## DOCUMENT EXTRACT
What are Jails?

Jails were developed as a tool for system administrators to enhance the security of a FreeBSD system. Originally introduced in FreeBSD 4.0, jails continue to be an integral part of the development and progression of the FreeBSD operating system.

Jails were created to expand upon the chroot(2) concept, which is used to change the root directory of a set of processes. Jails create a safe environment independent from the rest of the system. Processes created in this environment cannot access files or resources outside of it. For this reason, compromising a service running in a jail will not compromise the entire system. Jails improved upon the chroot(2) concept by virtualizing access to the file system, users, and the networking subsystem.

A jail is characterized by four elements:

  • A directory subtree: the starting point from which a jail is entered. Once inside the jail, a process is not permitted to escape outside of this subtree.
  • A hostname: which will be used by the jail.
  • An IP address: which is assigned to the jail. The IP address of a jail is often an alias address for an existing network interface.
  • A command: the path name of an executable to run inside the jail.

While the theory is very simple and straightforward, it is important to note that creating a jail can quickly become extremely complex while leveraging systems and tools within the environment.

Note: Jails have their own set of users and their own root account which are limited to the jail environment. The root account of a jail is not allowed to perform operations to the system outside of the associated jail environment.

Coordinate annotation records:
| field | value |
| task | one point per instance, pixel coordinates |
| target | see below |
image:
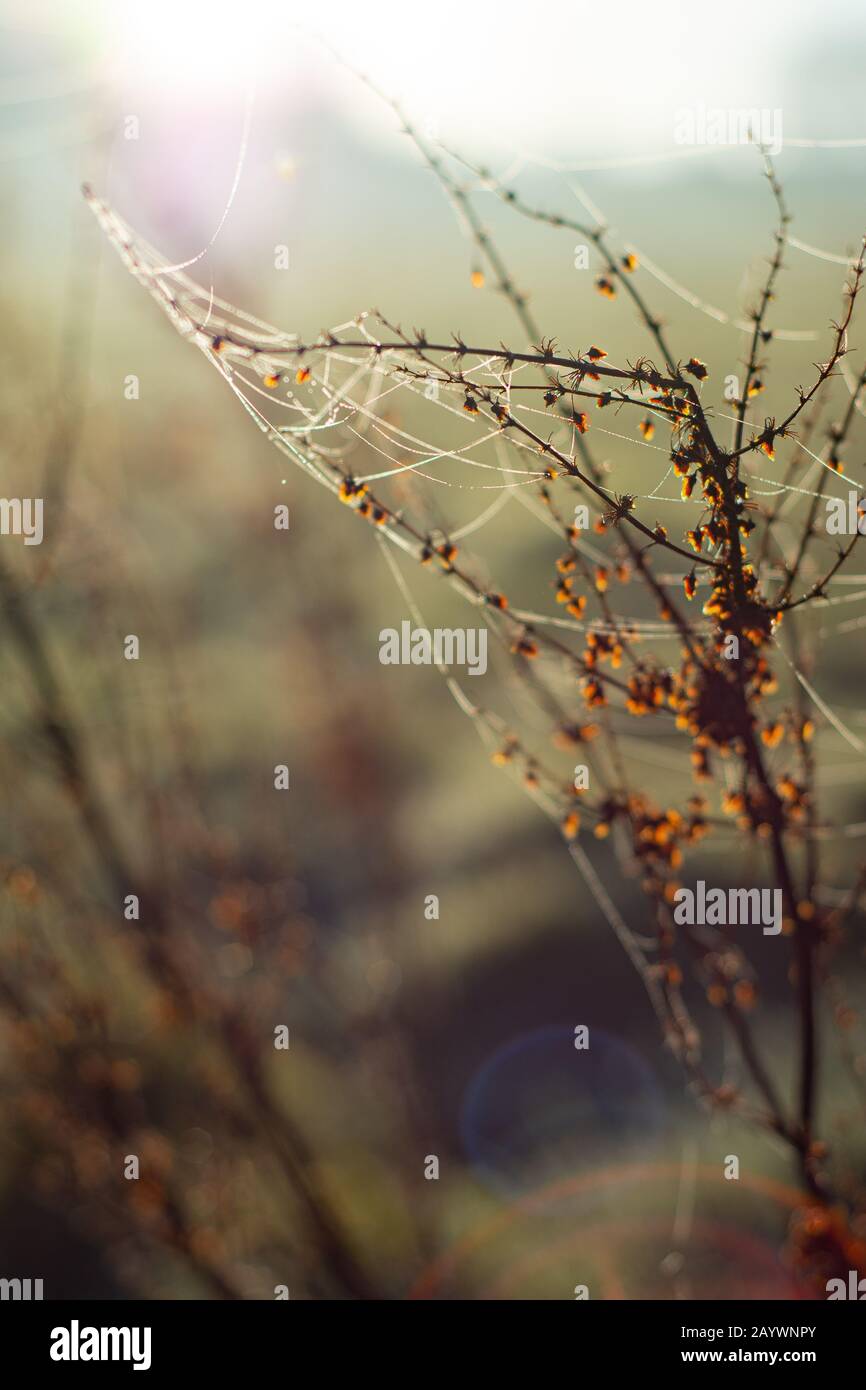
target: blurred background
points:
(409, 1037)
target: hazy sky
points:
(556, 78)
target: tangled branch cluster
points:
(713, 658)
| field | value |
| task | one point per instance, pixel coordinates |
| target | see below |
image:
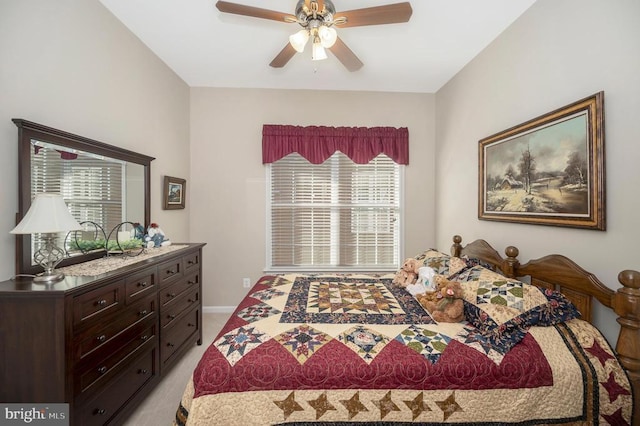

## WHAT TO DO
(a) Answer these questions from the passage on FreeBSD jails:
(i) In which FreeBSD release were jails first introduced?
(ii) What is the IP address of a jail often?
(iii) What is the root account of a jail not allowed to do?
(b) Continue the passage on FreeBSD jails from its final sentence.
The material is not needed here.

## RESPONSE LIST
(a)
(i) FreeBSD 4.0
(ii) An alias address for an existing network interface
(iii) Perform operations to the system outside of the associated jail environment

(b)
Examples of Jails

  • Jails are often used as test environments. Running a service or software in a jail allows developers to isolate and test updates or changes without jeopardizing the integrity of the rest of the system. This mitigates the risk of misconfiguration or mistakes. Developers also have the ability to run multiple instances or configurations at the same time without influencing each separate jailed process.
  • In larger, more complex systems, jails can be used to split the system into separate jailed processes. Each jail could contain it’s own utilities and configurations, allowing for a much more streamlined system for specific tasks. Extremely complex processes can also be isolated to a jail, separate from the main system.
  • A Jail can be used as a container for an old system, preserving critical infrastructure either as a backup, or as a way of referring to old code, all contained within a new system. This way, the old system can rely on the modern security and tools while being kept separate. This may be useful for developers who need to preserve a possibly insecure system without large changes needing to be made.
  • Jails are often used in place of a virtual machine, for either FreeBSD, or virtualization of another operating system such as Linux. Some developers looking to port tools and drivers to FreeBSD may find this useful.

Creating a Jail

Note: while the process creating a jail is quite simple, actual application and configuration requires a decent understanding of the FreeBSD operating system. This guide is aimed at people who are already familiar with the basics of the FreeBSD operating system.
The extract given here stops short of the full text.